__Direction__.
Duplicate the listing below line for line, keeping every character unchanged.

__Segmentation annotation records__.
§ §
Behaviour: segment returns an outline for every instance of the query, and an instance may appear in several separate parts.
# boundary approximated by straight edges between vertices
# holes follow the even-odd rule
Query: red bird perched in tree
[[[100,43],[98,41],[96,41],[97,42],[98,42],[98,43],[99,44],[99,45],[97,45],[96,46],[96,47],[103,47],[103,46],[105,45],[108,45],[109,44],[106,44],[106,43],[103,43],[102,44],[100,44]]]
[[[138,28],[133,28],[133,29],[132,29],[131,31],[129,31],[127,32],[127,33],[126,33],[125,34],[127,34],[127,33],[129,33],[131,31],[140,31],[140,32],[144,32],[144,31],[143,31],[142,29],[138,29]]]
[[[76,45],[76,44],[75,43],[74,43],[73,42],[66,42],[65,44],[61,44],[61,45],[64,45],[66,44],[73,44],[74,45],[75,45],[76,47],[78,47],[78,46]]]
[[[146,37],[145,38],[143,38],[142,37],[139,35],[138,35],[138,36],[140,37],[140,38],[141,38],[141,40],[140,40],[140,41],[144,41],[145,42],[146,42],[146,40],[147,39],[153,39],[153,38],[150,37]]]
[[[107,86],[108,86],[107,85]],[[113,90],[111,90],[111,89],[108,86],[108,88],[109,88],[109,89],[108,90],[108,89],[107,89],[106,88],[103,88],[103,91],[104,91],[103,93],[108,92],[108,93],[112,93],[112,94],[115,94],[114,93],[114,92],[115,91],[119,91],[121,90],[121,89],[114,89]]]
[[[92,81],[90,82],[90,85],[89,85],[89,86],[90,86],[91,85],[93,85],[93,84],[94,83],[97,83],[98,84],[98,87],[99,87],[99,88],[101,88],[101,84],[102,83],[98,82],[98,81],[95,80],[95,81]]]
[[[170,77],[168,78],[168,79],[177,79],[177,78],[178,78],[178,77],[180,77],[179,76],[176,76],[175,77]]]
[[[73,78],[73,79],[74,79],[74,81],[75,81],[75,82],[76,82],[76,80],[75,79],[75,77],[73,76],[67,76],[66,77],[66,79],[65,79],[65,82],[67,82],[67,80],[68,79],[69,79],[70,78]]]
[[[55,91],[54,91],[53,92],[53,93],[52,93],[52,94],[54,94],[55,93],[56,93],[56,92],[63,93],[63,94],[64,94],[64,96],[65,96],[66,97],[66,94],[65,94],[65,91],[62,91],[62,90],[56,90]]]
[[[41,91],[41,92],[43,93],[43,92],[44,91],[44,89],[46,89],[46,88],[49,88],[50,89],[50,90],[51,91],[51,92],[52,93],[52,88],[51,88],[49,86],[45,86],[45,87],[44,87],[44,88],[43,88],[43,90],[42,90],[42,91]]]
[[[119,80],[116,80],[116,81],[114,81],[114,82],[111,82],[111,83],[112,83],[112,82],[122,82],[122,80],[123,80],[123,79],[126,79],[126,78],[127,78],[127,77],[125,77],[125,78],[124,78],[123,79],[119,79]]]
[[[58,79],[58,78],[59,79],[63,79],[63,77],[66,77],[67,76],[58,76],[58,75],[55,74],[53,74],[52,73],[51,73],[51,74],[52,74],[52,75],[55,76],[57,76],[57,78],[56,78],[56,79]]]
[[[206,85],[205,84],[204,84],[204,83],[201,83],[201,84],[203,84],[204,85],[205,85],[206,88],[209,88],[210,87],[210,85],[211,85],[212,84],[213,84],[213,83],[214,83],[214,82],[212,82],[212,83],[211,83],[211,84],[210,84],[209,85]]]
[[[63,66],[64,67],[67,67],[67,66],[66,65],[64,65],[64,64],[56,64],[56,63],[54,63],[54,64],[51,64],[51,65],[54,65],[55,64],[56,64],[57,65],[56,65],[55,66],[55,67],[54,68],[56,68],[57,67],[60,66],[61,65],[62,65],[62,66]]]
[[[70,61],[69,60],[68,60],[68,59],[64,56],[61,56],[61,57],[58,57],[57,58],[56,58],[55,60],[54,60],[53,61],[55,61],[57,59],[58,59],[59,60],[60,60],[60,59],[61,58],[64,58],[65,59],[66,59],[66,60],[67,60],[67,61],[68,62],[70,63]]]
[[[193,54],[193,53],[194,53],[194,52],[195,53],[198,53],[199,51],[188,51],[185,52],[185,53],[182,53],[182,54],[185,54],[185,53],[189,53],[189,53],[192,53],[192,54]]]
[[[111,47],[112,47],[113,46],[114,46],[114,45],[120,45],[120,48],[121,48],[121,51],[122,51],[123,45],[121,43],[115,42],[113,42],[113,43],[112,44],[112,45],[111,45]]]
§ §
__Written answer__.
Behaviour: segment returns an outline for every instance of the query, and an instance may appear in several separate parts.
# boundary approximated by straight edges between vertices
# holes follow the even-odd rule
Query: red bird perched in tree
[[[100,43],[98,41],[96,41],[97,42],[98,42],[98,43],[99,44],[99,45],[97,45],[96,46],[96,47],[103,47],[103,46],[105,45],[108,45],[109,44],[106,44],[106,43],[103,43],[102,44],[100,44]]]
[[[138,28],[133,28],[133,29],[132,29],[131,31],[129,31],[127,32],[127,33],[126,33],[125,34],[127,34],[127,33],[129,33],[131,31],[140,31],[140,32],[144,32],[144,31],[143,31],[142,29],[138,29]]]
[[[76,45],[76,44],[75,43],[74,43],[73,42],[66,42],[65,44],[61,44],[61,45],[64,45],[66,44],[73,44],[74,45],[75,45],[76,47],[78,47],[78,46]]]
[[[146,37],[145,38],[143,38],[142,37],[139,35],[138,35],[138,36],[140,37],[140,38],[141,38],[141,40],[140,40],[140,41],[144,41],[145,42],[146,42],[146,40],[147,39],[153,39],[153,38],[150,37]]]
[[[107,86],[108,86],[107,85]],[[113,90],[111,90],[111,89],[108,86],[108,88],[109,88],[109,89],[108,90],[108,89],[107,89],[106,88],[103,88],[103,91],[104,91],[103,93],[108,92],[108,93],[112,93],[112,94],[115,94],[114,93],[114,92],[115,91],[119,91],[121,90],[121,89],[114,89]]]
[[[92,81],[90,82],[90,85],[89,85],[89,86],[90,86],[91,85],[93,85],[93,84],[94,83],[97,83],[98,84],[98,87],[99,87],[99,88],[101,88],[101,84],[102,83],[98,82],[98,81],[95,80],[95,81]]]
[[[170,77],[168,78],[168,79],[177,79],[177,78],[178,78],[178,77],[180,77],[179,76],[176,76],[175,77]]]
[[[73,78],[73,79],[74,79],[74,81],[75,81],[75,82],[76,82],[76,80],[75,79],[75,77],[73,76],[67,76],[66,77],[66,79],[65,79],[65,82],[67,82],[67,80],[68,79],[69,79],[70,78]]]
[[[55,91],[54,91],[53,92],[53,93],[52,93],[52,94],[54,94],[55,93],[56,93],[56,92],[63,93],[63,94],[64,94],[64,96],[65,96],[66,97],[66,94],[65,94],[65,91],[62,91],[62,90],[56,90]]]
[[[41,91],[41,92],[43,93],[43,92],[44,91],[44,89],[46,89],[46,88],[49,88],[50,89],[50,90],[51,91],[51,92],[52,93],[52,88],[51,88],[49,86],[45,86],[45,87],[44,87],[44,88],[43,88],[43,90],[42,90],[42,91]]]
[[[119,80],[116,80],[116,81],[114,81],[114,82],[111,82],[111,83],[112,83],[112,82],[122,82],[122,80],[123,80],[123,79],[126,79],[126,78],[127,78],[127,77],[125,77],[125,78],[124,78],[123,79],[119,79]]]
[[[58,79],[58,78],[59,79],[63,79],[63,77],[66,77],[67,76],[58,76],[58,75],[55,74],[53,74],[52,73],[51,73],[51,74],[52,74],[52,75],[55,76],[57,76],[57,78],[56,78],[56,79]]]
[[[206,85],[205,84],[204,84],[204,83],[201,83],[201,84],[203,84],[204,85],[205,85],[206,88],[209,88],[210,87],[210,85],[211,85],[212,84],[213,84],[213,83],[214,83],[214,82],[212,82],[212,83],[211,83],[211,84],[210,84],[209,85]]]
[[[63,66],[64,67],[67,67],[67,66],[66,65],[64,65],[64,64],[56,64],[56,63],[54,63],[54,64],[51,64],[51,65],[54,65],[55,64],[56,64],[57,65],[56,65],[55,66],[55,67],[54,68],[56,68],[57,67],[60,66],[61,65],[62,65],[62,66]]]
[[[70,61],[69,60],[68,60],[68,59],[64,56],[61,56],[61,57],[58,57],[57,58],[56,58],[55,60],[54,60],[53,61],[55,61],[57,59],[58,59],[59,60],[60,60],[60,59],[61,58],[64,58],[65,59],[66,59],[66,60],[67,60],[67,61],[68,62],[70,63]]]
[[[193,54],[193,53],[194,53],[194,52],[195,53],[198,53],[199,51],[188,51],[185,52],[185,53],[182,53],[182,54],[185,54],[185,53],[189,53],[189,53],[192,53],[192,54]]]
[[[111,47],[112,47],[113,46],[114,46],[114,45],[120,45],[120,48],[121,48],[121,51],[122,51],[123,45],[121,43],[115,42],[113,42],[113,43],[112,44],[112,45],[111,45]]]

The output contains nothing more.